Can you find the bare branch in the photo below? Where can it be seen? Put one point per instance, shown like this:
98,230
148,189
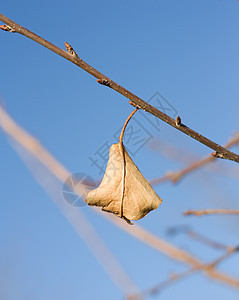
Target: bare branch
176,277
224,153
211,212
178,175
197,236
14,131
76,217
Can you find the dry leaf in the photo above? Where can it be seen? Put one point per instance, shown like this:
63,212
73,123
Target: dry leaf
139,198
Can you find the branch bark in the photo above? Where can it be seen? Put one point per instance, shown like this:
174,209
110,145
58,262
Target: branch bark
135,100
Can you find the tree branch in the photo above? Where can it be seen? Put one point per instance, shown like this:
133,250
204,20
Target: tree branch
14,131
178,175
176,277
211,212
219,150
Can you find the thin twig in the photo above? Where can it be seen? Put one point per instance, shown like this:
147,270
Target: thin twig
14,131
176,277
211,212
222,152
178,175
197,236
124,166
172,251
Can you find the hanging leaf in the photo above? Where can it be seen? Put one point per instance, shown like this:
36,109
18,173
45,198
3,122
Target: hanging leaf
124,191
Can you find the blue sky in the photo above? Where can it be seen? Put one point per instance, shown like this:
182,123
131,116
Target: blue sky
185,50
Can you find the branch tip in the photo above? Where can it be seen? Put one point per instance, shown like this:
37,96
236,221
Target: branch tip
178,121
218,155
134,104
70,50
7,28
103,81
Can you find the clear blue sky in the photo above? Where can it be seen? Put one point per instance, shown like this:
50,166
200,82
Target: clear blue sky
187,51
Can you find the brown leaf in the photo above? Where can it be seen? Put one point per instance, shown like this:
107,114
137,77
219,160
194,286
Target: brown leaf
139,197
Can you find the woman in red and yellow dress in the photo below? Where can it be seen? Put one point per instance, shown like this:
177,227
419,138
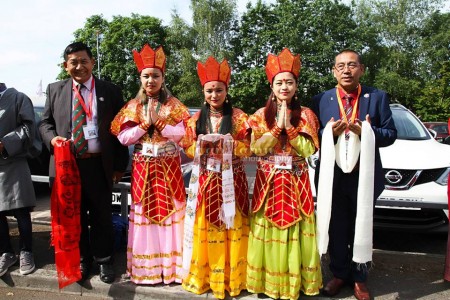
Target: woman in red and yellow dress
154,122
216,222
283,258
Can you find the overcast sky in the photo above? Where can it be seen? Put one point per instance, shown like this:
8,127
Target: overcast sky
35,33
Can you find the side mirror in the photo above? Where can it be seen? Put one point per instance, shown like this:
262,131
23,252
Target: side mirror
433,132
--
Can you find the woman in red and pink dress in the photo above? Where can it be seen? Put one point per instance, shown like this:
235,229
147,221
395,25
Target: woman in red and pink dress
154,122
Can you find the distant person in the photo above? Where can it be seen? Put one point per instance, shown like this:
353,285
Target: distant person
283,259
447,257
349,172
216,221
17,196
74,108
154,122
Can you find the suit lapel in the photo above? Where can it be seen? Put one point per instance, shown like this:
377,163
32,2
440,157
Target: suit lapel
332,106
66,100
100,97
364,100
--
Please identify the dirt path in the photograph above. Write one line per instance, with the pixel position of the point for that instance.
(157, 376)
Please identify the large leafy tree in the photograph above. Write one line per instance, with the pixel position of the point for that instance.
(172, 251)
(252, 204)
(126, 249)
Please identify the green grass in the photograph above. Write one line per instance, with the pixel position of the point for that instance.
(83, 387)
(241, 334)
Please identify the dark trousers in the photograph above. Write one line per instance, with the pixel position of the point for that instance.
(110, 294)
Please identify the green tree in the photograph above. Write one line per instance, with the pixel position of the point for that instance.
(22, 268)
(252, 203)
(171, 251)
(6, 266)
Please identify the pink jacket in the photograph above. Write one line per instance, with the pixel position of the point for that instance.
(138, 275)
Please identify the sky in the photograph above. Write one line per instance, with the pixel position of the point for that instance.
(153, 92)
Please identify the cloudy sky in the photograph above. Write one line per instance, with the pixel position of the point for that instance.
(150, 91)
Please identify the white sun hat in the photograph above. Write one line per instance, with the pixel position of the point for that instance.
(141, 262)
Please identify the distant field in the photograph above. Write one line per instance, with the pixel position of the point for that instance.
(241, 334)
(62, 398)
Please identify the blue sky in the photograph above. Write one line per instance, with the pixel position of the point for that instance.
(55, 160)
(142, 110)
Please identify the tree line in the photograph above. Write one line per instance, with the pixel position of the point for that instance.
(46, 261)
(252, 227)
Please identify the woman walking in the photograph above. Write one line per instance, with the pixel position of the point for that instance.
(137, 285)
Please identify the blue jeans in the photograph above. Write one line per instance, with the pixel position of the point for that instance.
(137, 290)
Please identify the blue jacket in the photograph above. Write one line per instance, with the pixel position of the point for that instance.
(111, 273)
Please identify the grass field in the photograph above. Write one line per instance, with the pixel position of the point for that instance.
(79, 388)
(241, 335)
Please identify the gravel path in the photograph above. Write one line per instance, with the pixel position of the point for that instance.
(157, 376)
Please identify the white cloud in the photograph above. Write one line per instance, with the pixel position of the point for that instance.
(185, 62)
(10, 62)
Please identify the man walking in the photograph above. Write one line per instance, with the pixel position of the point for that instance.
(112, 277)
--
▶ [Work to do]: Gather every line from the rows above that contains the word "suit", and copy each one out in full.

▶ [Response]:
Can you find the suit lapel in the photo above? Where can it be seen? Put one point per instance, shown like this:
Target: suit lapel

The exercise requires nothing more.